** ABOUT THIS TASK **
Starting at the line that contains "Where can the white building", quote every line through the end of the entries, word for word, skipping the pictures.

** Stored data entries **
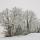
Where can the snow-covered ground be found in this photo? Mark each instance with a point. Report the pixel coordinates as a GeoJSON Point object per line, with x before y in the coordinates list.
{"type": "Point", "coordinates": [31, 36]}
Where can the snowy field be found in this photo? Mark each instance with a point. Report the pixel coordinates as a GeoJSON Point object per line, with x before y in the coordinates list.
{"type": "Point", "coordinates": [31, 36]}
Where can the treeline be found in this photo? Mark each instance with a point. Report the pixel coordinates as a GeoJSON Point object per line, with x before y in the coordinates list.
{"type": "Point", "coordinates": [19, 22]}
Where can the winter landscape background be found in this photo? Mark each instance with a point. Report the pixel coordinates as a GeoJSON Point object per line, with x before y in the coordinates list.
{"type": "Point", "coordinates": [20, 19]}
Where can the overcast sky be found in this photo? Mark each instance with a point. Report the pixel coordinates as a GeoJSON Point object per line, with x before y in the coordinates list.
{"type": "Point", "coordinates": [33, 5]}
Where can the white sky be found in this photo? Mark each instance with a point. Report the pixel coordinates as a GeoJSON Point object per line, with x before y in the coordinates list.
{"type": "Point", "coordinates": [33, 5]}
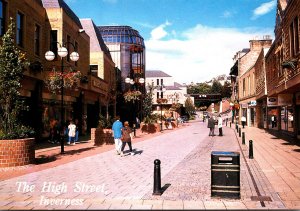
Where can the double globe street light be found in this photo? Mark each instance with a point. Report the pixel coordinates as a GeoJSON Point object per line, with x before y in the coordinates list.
{"type": "Point", "coordinates": [50, 56]}
{"type": "Point", "coordinates": [161, 88]}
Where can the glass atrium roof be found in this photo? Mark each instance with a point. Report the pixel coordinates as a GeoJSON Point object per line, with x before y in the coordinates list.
{"type": "Point", "coordinates": [121, 34]}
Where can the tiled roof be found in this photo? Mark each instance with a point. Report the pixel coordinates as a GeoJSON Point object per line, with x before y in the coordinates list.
{"type": "Point", "coordinates": [156, 74]}
{"type": "Point", "coordinates": [172, 88]}
{"type": "Point", "coordinates": [178, 84]}
{"type": "Point", "coordinates": [96, 42]}
{"type": "Point", "coordinates": [64, 6]}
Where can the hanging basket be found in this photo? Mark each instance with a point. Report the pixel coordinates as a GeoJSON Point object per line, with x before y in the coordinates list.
{"type": "Point", "coordinates": [56, 80]}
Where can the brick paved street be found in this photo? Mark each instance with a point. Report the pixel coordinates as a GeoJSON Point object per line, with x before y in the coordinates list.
{"type": "Point", "coordinates": [127, 182]}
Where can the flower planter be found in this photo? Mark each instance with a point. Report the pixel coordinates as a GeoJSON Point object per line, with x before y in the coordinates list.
{"type": "Point", "coordinates": [101, 136]}
{"type": "Point", "coordinates": [150, 127]}
{"type": "Point", "coordinates": [17, 152]}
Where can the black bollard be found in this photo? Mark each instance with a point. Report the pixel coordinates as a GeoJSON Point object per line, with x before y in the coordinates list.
{"type": "Point", "coordinates": [157, 179]}
{"type": "Point", "coordinates": [134, 129]}
{"type": "Point", "coordinates": [243, 137]}
{"type": "Point", "coordinates": [250, 149]}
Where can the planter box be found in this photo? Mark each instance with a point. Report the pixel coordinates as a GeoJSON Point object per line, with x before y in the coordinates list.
{"type": "Point", "coordinates": [17, 152]}
{"type": "Point", "coordinates": [101, 136]}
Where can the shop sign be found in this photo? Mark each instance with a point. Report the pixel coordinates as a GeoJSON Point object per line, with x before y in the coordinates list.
{"type": "Point", "coordinates": [252, 103]}
{"type": "Point", "coordinates": [285, 99]}
{"type": "Point", "coordinates": [272, 101]}
{"type": "Point", "coordinates": [298, 98]}
{"type": "Point", "coordinates": [244, 105]}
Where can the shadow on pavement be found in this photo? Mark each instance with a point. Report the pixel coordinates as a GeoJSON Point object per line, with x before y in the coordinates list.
{"type": "Point", "coordinates": [165, 187]}
{"type": "Point", "coordinates": [45, 159]}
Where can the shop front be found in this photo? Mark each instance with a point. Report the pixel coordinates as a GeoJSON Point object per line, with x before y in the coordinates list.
{"type": "Point", "coordinates": [285, 101]}
{"type": "Point", "coordinates": [272, 113]}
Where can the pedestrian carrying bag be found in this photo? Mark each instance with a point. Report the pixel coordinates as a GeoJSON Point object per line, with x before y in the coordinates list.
{"type": "Point", "coordinates": [125, 135]}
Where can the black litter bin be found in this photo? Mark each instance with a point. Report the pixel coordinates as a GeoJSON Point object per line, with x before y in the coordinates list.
{"type": "Point", "coordinates": [225, 174]}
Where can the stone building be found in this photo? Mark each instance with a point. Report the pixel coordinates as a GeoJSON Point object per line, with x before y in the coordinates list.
{"type": "Point", "coordinates": [44, 25]}
{"type": "Point", "coordinates": [283, 70]}
{"type": "Point", "coordinates": [243, 75]}
{"type": "Point", "coordinates": [173, 92]}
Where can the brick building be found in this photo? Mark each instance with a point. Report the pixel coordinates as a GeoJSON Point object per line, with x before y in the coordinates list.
{"type": "Point", "coordinates": [44, 25]}
{"type": "Point", "coordinates": [243, 80]}
{"type": "Point", "coordinates": [283, 70]}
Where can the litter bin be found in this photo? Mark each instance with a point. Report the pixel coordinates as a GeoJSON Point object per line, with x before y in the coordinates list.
{"type": "Point", "coordinates": [225, 174]}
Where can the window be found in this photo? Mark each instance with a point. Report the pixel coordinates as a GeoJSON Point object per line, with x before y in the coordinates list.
{"type": "Point", "coordinates": [37, 40]}
{"type": "Point", "coordinates": [244, 87]}
{"type": "Point", "coordinates": [294, 37]}
{"type": "Point", "coordinates": [68, 47]}
{"type": "Point", "coordinates": [76, 49]}
{"type": "Point", "coordinates": [2, 17]}
{"type": "Point", "coordinates": [53, 42]}
{"type": "Point", "coordinates": [20, 29]}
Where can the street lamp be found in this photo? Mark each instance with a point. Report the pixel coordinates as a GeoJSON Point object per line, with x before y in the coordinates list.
{"type": "Point", "coordinates": [161, 89]}
{"type": "Point", "coordinates": [50, 56]}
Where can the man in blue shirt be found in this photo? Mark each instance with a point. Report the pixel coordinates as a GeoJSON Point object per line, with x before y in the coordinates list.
{"type": "Point", "coordinates": [117, 131]}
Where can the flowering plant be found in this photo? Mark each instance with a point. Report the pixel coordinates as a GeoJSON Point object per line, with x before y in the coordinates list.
{"type": "Point", "coordinates": [57, 80]}
{"type": "Point", "coordinates": [132, 95]}
{"type": "Point", "coordinates": [161, 100]}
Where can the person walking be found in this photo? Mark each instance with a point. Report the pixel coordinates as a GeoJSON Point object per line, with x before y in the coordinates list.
{"type": "Point", "coordinates": [127, 136]}
{"type": "Point", "coordinates": [77, 130]}
{"type": "Point", "coordinates": [243, 119]}
{"type": "Point", "coordinates": [211, 126]}
{"type": "Point", "coordinates": [72, 132]}
{"type": "Point", "coordinates": [220, 125]}
{"type": "Point", "coordinates": [117, 133]}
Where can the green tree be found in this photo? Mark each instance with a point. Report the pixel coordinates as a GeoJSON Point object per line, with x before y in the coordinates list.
{"type": "Point", "coordinates": [12, 66]}
{"type": "Point", "coordinates": [189, 106]}
{"type": "Point", "coordinates": [226, 91]}
{"type": "Point", "coordinates": [147, 102]}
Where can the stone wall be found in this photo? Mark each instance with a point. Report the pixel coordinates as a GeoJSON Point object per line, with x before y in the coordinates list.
{"type": "Point", "coordinates": [17, 152]}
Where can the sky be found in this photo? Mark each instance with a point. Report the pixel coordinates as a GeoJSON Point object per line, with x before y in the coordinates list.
{"type": "Point", "coordinates": [191, 40]}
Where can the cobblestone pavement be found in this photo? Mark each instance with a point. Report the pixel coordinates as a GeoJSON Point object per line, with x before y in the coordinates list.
{"type": "Point", "coordinates": [108, 181]}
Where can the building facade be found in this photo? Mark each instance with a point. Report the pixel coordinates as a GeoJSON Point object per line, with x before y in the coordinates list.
{"type": "Point", "coordinates": [43, 25]}
{"type": "Point", "coordinates": [283, 71]}
{"type": "Point", "coordinates": [173, 93]}
{"type": "Point", "coordinates": [127, 49]}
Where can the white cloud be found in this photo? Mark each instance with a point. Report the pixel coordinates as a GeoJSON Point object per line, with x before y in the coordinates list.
{"type": "Point", "coordinates": [226, 14]}
{"type": "Point", "coordinates": [110, 1]}
{"type": "Point", "coordinates": [263, 9]}
{"type": "Point", "coordinates": [160, 32]}
{"type": "Point", "coordinates": [201, 53]}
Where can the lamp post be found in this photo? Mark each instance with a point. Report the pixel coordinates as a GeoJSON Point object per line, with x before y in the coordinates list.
{"type": "Point", "coordinates": [161, 89]}
{"type": "Point", "coordinates": [50, 56]}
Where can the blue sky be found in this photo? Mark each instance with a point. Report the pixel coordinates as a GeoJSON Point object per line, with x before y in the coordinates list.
{"type": "Point", "coordinates": [192, 40]}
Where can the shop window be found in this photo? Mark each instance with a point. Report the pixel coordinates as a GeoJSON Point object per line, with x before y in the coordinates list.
{"type": "Point", "coordinates": [37, 39]}
{"type": "Point", "coordinates": [2, 17]}
{"type": "Point", "coordinates": [294, 37]}
{"type": "Point", "coordinates": [20, 29]}
{"type": "Point", "coordinates": [53, 42]}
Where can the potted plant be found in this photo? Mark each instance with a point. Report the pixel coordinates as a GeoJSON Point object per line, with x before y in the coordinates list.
{"type": "Point", "coordinates": [16, 146]}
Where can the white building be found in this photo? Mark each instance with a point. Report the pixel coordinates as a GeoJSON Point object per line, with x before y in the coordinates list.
{"type": "Point", "coordinates": [174, 92]}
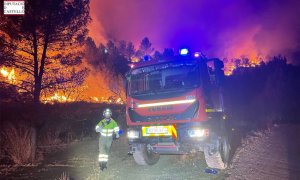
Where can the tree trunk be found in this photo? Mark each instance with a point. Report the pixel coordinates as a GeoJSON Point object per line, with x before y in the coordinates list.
{"type": "Point", "coordinates": [37, 91]}
{"type": "Point", "coordinates": [33, 144]}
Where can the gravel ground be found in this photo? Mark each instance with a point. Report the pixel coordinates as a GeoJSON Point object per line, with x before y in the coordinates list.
{"type": "Point", "coordinates": [272, 154]}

** EXPECTED ANSWER **
Where can the white building be found in this photo? Mark each instance with a point. Report the pixel coordinates as a GeoJSON Point object per line, with x before y in the coordinates list.
{"type": "Point", "coordinates": [174, 92]}
Where can the tree trunk be found in this photo? Mark each instance with a point. Report the pixel coordinates as a GeoJSON Point object per line, with x before y in the coordinates list.
{"type": "Point", "coordinates": [37, 91]}
{"type": "Point", "coordinates": [33, 144]}
Where can the gravel ground be found in this photo? Mark each instance with a point. Report the pixel coordinates as a GeoJSON Point object per line, with x before y in the coordinates list.
{"type": "Point", "coordinates": [272, 154]}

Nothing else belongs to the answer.